The Delhi High Court on Tuesday termed as “serious” and “shocking” that there was a huge gap in the number of animals found by the Animal Welfare Board of India (AWBI), as against those registered with it, when it inspected circuses across the country. The high court also asked AWBI and the Central Zoo Authority (CZA) to find out what happened to the missing animals.
A bench of Justices Vipin Sanghi and Rajnish Bhatnagar directed the AWBI and CZA to file an affidavit disclosing the status of the circus animals registered with the Board and listed the matter for further hearing in January 2021. The direction was issued after the court was informed by the Federation of Indian Animals Protection Organisation (FIAPO) that according to the survey report filed by AWBI, around 740 circus animals were registered with it, but in the survey only 28 were found.
“It is a serious issue. Out of 740 registered with you (AWBI), you have only 28 to answer for. What happened to the rest of them,” the high court asked AWBI during the hearing. It further said, in its order, that “One shocking state that has been revealed is that of the 740 animals registered with AWBI, information is available only available with regard to 28, leaving a massive gap..” It asked AWBI and CZA to indicate in their affidavits the status of all the circus animals registered with them and also why the Board only inspected 19 out of the 28 circuses in the country.
It also directed the Board to inform the court how many circuses are operational and what happens to the animals in circuses which have been shut down. During the hearing, an official from CZA told the bench that animals of closed down circuses and those not registered with AWBI are the concern and responsibility of the respective state wildlife authority.
The high court was informed that the authorities were in the process of withdrawing recognition of the Great Golden Circus in Gujarat, the only circus in the entire country which is recognised under the Wildlife Protection Act. Action is being taken against it for alleged violation of the provisions of the Act with regard to maintenance and display of captive elephants, the CZA told the court.
The high court was hearing the PILs filed by the People for Ethical Treatment of Animals (PETA) and FIAPO for protection of animals in circuses stranded across the country due to the COVID-19 pandemic. PETA India, represented by advocates Aman Hingorani and Swati Sumbly, has claimed in its plea that due to the COVID-19 outbreak and resultant lockdown, circuses are finding it difficult to feed the animals which at various stages of starvation.
It has sought a direction to the Centre to immediately notify the Performing Animals (Registration) Amendment Rules of 2018 which expressly prohibit training and exhibition of performing animals in circuses and “mobile entertainment facilities”. FIAPO, which is a group of 100 organisations and works towards the protection of animal rights for over a decade, has challenged the constitutional validity of sections 21 to 27 of the Prevention of Cruelty to Animals Act so far as they permit exhibition and training of animals in relation to circus acts.
_____
§ Instructions:
**a)** Answer these from the court report, one line each:
(i) Which two justices made up the bench?
(ii) How many of the country's 28 circuses did the Board inspect?
(iii) Which circus is the only one in the country recognized under the Wildlife Protection Act?
**b)** Please transcribe the court report from "The Delhi High" to "28 were found.".
The data that comes next has no connection to the court report.

§ Input data:
_____
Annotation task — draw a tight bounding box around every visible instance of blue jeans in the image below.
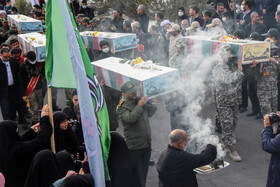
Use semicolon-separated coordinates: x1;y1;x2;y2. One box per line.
0;97;10;120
_____
§ Solutions to the tasks:
**a)**
(i) Vipin Sanghi and Rajnish Bhatnagar
(ii) 19
(iii) The Great Golden Circus in Gujarat

**b)**
The Delhi High Court on Tuesday termed as “serious” and “shocking” that there was a huge gap in the number of animals found by the Animal Welfare Board of India (AWBI), as against those registered with it, when it inspected circuses across the country. The high court also asked AWBI and the Central Zoo Authority (CZA) to find out what happened to the missing animals.
A bench of Justices Vipin Sanghi and Rajnish Bhatnagar directed the AWBI and CZA to file an affidavit disclosing the status of the circus animals registered with the Board and listed the matter for further hearing in January 2021. The direction was issued after the court was informed by the Federation of Indian Animals Protection Organisation (FIAPO) that according to the survey report filed by AWBI, around 740 circus animals were registered with it, but in the survey only 28 were found.